++++ ANGEZEIGTE DATEN
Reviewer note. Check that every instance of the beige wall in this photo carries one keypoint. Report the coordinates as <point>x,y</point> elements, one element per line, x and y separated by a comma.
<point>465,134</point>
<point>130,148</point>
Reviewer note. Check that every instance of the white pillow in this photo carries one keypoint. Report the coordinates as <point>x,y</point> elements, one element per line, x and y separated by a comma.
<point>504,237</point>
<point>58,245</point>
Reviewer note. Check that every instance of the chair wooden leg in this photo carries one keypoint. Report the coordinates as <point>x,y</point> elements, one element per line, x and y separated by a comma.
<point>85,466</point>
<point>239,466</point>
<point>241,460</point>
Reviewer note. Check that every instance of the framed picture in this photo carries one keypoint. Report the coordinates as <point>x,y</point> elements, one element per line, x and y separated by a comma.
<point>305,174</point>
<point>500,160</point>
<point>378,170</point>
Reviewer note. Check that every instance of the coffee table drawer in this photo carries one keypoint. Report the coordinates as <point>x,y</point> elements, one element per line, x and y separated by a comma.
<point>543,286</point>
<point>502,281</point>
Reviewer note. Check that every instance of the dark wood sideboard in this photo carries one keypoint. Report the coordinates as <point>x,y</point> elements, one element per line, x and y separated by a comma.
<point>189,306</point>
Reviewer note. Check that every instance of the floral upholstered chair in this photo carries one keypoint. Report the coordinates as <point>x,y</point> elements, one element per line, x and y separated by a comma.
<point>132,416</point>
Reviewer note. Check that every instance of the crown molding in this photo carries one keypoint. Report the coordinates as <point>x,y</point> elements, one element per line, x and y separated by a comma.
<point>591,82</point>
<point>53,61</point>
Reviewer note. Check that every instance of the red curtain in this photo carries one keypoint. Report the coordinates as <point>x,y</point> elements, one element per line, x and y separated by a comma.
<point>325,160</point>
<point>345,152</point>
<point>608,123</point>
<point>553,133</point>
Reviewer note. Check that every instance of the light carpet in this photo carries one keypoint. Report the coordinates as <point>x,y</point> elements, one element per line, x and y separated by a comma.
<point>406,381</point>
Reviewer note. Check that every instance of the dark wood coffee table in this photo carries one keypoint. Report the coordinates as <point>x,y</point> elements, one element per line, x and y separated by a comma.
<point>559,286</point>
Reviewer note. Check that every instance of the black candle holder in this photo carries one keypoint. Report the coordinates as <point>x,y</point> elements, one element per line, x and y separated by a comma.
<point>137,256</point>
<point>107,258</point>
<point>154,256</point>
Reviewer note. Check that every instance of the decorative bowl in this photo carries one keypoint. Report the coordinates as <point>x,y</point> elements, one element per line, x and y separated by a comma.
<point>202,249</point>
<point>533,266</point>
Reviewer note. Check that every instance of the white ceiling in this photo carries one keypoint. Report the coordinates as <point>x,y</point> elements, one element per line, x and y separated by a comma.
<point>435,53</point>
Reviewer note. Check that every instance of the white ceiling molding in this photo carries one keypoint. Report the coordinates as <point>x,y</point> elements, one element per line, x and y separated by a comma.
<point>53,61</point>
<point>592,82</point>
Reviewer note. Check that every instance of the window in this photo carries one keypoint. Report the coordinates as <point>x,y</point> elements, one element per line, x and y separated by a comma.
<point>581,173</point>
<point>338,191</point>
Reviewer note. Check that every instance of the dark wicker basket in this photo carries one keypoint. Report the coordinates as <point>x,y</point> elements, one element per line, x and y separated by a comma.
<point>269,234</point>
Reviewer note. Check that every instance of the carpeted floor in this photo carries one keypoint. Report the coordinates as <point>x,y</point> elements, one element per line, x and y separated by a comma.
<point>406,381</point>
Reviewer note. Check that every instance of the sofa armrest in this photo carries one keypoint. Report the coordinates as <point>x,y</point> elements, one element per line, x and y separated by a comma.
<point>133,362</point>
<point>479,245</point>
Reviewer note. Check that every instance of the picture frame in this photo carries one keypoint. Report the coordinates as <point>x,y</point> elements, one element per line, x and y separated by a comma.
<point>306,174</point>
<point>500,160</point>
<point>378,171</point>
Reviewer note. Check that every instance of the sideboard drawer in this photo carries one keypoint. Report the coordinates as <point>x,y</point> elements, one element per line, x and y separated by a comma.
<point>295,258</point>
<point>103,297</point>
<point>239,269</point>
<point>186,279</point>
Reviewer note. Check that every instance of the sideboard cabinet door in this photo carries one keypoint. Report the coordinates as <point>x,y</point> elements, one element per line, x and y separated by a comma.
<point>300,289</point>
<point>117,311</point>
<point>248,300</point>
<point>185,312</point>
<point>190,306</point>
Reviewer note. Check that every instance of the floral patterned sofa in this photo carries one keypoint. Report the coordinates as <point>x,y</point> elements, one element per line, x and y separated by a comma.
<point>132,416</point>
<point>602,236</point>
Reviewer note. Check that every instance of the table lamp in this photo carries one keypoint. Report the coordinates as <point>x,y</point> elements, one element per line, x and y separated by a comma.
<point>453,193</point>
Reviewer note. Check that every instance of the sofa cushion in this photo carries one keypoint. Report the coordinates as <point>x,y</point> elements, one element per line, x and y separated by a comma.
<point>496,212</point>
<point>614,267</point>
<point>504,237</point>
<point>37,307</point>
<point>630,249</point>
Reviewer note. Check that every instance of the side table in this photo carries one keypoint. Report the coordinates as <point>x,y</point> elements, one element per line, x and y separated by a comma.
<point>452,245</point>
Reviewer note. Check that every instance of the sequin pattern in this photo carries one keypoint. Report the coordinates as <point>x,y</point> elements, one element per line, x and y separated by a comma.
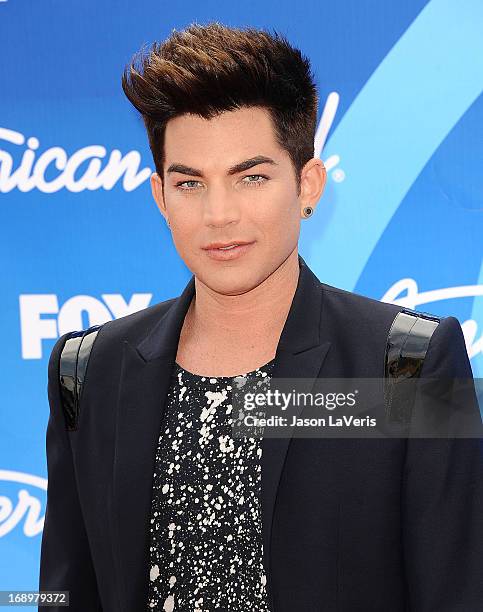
<point>206,546</point>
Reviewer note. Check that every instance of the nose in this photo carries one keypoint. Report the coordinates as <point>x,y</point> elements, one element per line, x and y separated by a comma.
<point>220,207</point>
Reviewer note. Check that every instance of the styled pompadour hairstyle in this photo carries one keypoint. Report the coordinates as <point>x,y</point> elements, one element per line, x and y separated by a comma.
<point>209,69</point>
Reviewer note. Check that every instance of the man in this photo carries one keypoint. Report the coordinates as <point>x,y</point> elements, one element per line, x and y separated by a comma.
<point>344,524</point>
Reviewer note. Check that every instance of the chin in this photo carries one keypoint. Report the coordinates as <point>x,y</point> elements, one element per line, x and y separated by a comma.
<point>226,280</point>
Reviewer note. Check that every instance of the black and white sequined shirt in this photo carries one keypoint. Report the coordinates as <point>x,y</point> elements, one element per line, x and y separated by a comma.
<point>206,546</point>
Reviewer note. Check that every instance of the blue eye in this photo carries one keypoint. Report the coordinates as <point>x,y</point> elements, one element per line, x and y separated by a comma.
<point>261,176</point>
<point>188,188</point>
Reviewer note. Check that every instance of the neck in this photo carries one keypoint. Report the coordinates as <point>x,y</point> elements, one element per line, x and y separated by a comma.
<point>262,311</point>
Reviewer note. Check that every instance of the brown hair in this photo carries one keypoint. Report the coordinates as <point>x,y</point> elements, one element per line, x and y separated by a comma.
<point>208,69</point>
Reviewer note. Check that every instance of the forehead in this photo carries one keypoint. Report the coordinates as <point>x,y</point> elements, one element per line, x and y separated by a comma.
<point>225,137</point>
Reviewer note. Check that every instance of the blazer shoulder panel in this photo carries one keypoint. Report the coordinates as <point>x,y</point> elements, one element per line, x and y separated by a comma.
<point>74,359</point>
<point>406,348</point>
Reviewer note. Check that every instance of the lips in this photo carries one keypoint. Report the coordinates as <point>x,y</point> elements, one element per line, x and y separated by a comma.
<point>228,251</point>
<point>223,245</point>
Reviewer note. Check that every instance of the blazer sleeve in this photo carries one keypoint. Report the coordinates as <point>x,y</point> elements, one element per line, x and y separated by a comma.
<point>443,498</point>
<point>65,558</point>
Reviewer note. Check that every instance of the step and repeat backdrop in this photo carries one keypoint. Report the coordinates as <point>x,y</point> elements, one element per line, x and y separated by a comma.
<point>82,241</point>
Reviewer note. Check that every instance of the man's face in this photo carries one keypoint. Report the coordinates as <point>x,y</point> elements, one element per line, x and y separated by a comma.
<point>207,203</point>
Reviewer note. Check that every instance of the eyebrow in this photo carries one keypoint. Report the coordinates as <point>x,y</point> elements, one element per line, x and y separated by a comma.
<point>241,167</point>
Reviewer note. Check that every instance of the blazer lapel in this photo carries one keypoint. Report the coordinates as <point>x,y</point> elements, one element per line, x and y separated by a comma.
<point>144,383</point>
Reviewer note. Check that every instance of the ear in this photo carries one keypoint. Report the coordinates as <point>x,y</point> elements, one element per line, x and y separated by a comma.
<point>157,191</point>
<point>312,182</point>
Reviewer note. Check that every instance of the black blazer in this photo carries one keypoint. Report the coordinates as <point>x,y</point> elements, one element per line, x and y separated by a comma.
<point>349,525</point>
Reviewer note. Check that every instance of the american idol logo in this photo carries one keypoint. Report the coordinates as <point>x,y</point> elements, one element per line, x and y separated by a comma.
<point>23,508</point>
<point>31,173</point>
<point>414,298</point>
<point>102,170</point>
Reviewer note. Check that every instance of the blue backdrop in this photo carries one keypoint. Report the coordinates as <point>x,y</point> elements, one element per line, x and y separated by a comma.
<point>400,131</point>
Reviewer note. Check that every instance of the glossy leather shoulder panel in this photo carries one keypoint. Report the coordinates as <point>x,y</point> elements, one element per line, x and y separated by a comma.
<point>72,369</point>
<point>406,347</point>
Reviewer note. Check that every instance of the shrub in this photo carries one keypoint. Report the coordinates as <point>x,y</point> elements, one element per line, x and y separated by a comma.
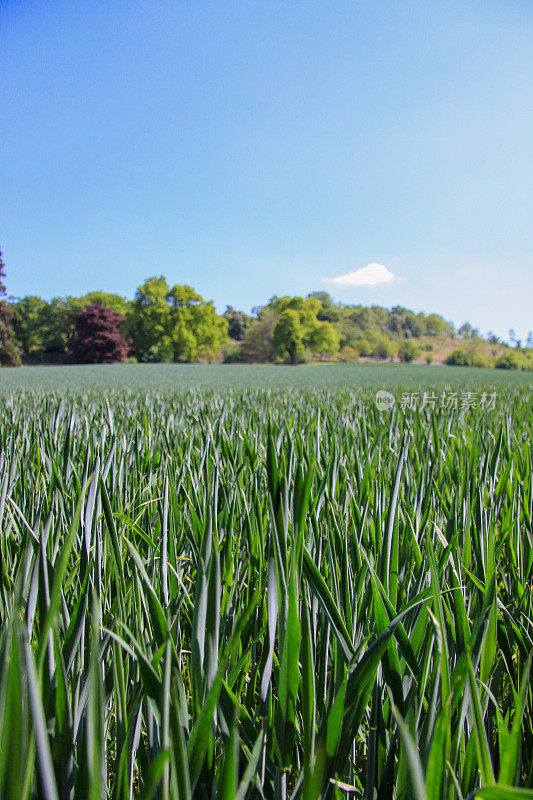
<point>508,361</point>
<point>457,358</point>
<point>231,352</point>
<point>408,351</point>
<point>349,355</point>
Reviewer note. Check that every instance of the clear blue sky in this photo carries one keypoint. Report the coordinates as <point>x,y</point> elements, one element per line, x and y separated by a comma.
<point>255,148</point>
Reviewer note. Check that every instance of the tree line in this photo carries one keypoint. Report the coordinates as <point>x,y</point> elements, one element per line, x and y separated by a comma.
<point>175,324</point>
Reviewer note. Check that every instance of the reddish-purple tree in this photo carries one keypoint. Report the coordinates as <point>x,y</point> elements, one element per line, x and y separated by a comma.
<point>97,338</point>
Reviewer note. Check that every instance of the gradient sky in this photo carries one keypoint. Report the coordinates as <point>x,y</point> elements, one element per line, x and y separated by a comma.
<point>256,148</point>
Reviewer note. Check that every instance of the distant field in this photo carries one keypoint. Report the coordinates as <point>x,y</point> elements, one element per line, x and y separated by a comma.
<point>171,377</point>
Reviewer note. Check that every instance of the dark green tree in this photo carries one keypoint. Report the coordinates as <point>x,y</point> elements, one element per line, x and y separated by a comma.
<point>9,356</point>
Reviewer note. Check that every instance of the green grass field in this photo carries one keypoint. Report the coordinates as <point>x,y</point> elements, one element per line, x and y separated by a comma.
<point>247,582</point>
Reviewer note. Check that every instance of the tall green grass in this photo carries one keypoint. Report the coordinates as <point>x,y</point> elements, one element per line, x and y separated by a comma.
<point>265,595</point>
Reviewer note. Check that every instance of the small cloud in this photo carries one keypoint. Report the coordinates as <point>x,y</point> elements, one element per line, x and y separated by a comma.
<point>371,275</point>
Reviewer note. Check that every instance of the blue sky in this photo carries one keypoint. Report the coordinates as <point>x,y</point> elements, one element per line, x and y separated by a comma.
<point>258,148</point>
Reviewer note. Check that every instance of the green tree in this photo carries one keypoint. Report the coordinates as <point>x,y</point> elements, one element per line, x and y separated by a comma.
<point>288,336</point>
<point>457,358</point>
<point>324,339</point>
<point>238,323</point>
<point>408,351</point>
<point>149,321</point>
<point>9,356</point>
<point>174,324</point>
<point>113,301</point>
<point>29,326</point>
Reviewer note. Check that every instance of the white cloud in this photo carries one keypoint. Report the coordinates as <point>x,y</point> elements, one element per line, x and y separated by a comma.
<point>371,275</point>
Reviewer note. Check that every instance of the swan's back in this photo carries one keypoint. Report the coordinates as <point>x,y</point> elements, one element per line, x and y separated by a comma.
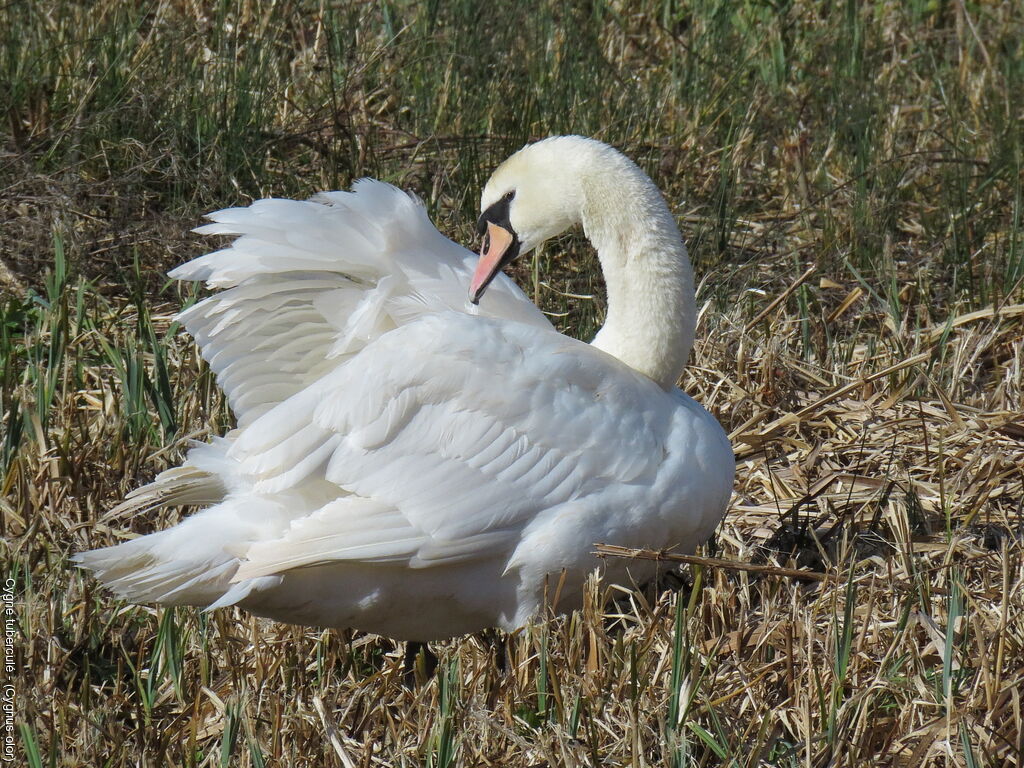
<point>403,463</point>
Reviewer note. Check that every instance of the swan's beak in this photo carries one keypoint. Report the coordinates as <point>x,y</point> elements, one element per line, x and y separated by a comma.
<point>500,247</point>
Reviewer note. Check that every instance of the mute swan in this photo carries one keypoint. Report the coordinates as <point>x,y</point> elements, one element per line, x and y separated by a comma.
<point>406,463</point>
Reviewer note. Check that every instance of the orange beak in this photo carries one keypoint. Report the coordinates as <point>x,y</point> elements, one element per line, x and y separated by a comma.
<point>496,252</point>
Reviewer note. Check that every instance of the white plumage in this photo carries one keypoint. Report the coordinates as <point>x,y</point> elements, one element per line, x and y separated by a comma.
<point>411,465</point>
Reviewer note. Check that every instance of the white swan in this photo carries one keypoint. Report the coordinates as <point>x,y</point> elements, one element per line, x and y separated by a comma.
<point>408,465</point>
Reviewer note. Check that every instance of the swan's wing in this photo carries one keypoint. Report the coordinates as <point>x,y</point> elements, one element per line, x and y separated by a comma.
<point>308,284</point>
<point>450,452</point>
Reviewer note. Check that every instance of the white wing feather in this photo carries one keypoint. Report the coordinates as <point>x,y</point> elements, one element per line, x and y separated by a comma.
<point>486,425</point>
<point>308,284</point>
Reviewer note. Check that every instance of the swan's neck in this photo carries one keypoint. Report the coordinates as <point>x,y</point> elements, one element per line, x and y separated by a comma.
<point>651,312</point>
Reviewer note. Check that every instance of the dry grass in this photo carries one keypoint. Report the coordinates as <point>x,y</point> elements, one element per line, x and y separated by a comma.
<point>854,199</point>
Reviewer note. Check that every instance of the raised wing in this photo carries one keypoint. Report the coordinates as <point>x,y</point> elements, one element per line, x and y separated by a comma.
<point>450,435</point>
<point>309,284</point>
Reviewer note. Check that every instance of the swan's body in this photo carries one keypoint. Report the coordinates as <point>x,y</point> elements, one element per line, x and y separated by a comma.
<point>407,465</point>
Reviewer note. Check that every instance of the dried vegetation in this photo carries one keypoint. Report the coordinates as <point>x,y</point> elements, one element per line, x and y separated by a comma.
<point>849,178</point>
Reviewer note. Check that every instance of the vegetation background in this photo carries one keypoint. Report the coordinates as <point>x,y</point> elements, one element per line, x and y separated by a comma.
<point>849,178</point>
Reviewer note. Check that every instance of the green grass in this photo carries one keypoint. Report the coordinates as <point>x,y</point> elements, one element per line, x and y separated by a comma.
<point>877,421</point>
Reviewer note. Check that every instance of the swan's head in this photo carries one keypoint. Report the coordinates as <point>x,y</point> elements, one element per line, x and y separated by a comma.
<point>534,196</point>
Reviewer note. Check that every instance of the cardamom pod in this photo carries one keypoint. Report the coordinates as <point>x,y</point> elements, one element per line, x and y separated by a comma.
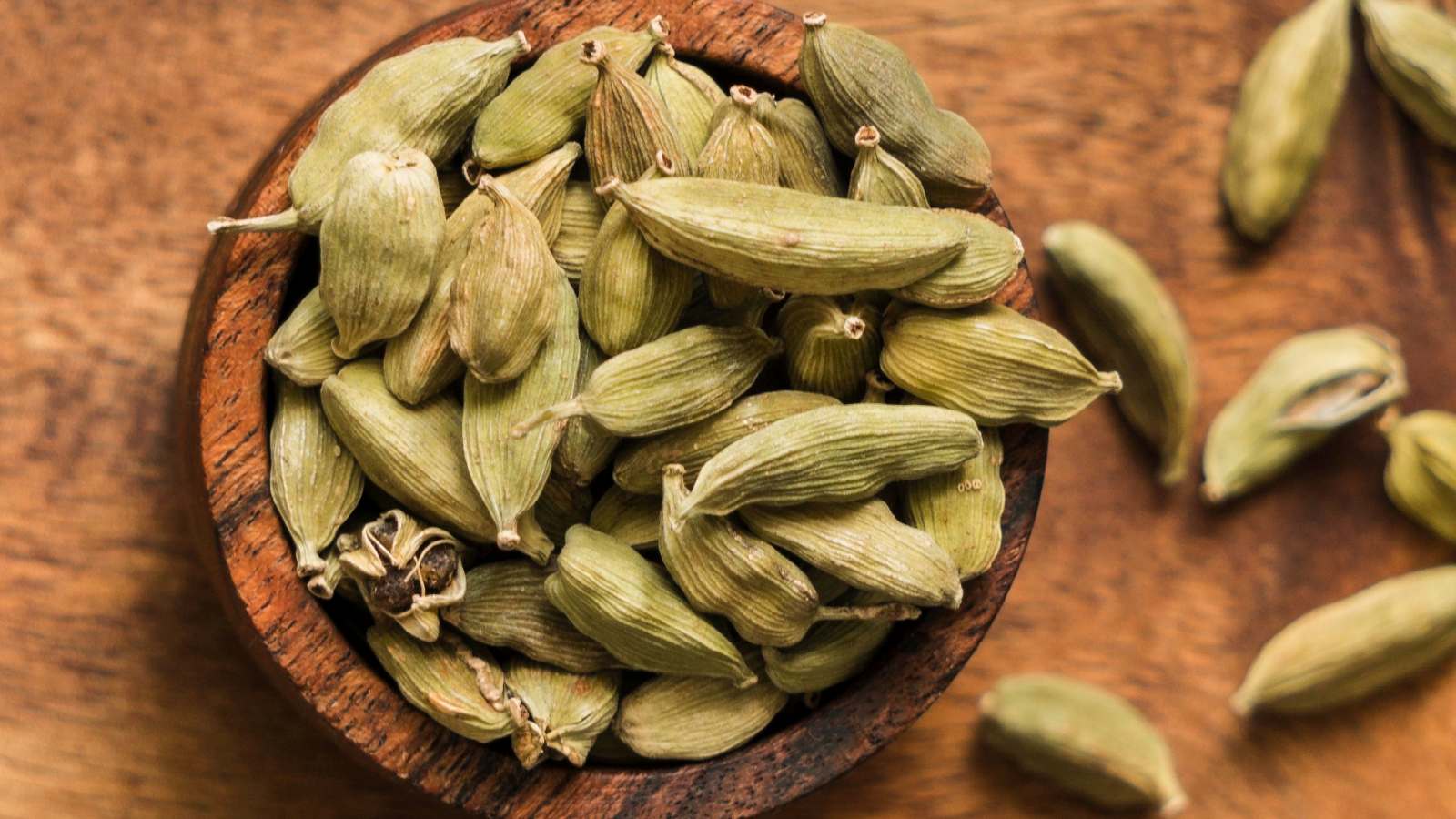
<point>1411,51</point>
<point>506,606</point>
<point>1280,127</point>
<point>546,104</point>
<point>414,453</point>
<point>640,464</point>
<point>1309,387</point>
<point>422,99</point>
<point>1125,318</point>
<point>1353,647</point>
<point>378,248</point>
<point>672,382</point>
<point>315,482</point>
<point>856,79</point>
<point>785,239</point>
<point>990,363</point>
<point>1084,739</point>
<point>302,349</point>
<point>630,605</point>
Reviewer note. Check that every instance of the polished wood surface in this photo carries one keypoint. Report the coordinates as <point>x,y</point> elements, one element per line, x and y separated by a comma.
<point>127,126</point>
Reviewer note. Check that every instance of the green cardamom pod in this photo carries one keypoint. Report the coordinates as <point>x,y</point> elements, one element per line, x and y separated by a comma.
<point>315,482</point>
<point>422,99</point>
<point>630,605</point>
<point>302,349</point>
<point>1128,324</point>
<point>378,248</point>
<point>672,382</point>
<point>1353,647</point>
<point>1280,127</point>
<point>856,79</point>
<point>785,239</point>
<point>992,363</point>
<point>1308,388</point>
<point>1084,739</point>
<point>640,464</point>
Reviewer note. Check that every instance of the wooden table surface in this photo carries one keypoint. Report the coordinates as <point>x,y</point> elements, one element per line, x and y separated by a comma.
<point>124,126</point>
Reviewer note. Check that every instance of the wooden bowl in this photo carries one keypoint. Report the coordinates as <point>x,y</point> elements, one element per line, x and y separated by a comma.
<point>222,405</point>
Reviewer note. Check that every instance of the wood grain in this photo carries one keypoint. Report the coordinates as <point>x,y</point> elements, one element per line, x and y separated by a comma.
<point>128,124</point>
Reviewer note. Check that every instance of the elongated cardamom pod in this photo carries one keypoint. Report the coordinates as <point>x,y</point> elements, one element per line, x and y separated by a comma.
<point>990,363</point>
<point>630,605</point>
<point>546,104</point>
<point>1353,647</point>
<point>856,79</point>
<point>1128,324</point>
<point>302,349</point>
<point>378,248</point>
<point>422,99</point>
<point>504,296</point>
<point>315,482</point>
<point>510,472</point>
<point>1411,51</point>
<point>506,606</point>
<point>1308,388</point>
<point>672,382</point>
<point>414,453</point>
<point>1084,739</point>
<point>785,239</point>
<point>1281,123</point>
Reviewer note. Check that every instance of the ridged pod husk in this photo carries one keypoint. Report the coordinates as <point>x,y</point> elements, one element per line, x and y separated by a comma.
++++++++
### ZIELSETZUNG
Gib die Zeilen oben unverändert wieder, und zwar von der Zeile mit „Reviewer note. Check that every instance of the chair“ bis einschließlich der Zeile mit „<point>241,460</point>“.

### ANTWORT FOLGT
Reviewer note. Check that every instance of the chair wooden leg in this photo carries one keypoint. Report the coordinates as <point>x,y</point> elements, one element per line, x and y separated by a comma.
<point>85,466</point>
<point>239,466</point>
<point>241,460</point>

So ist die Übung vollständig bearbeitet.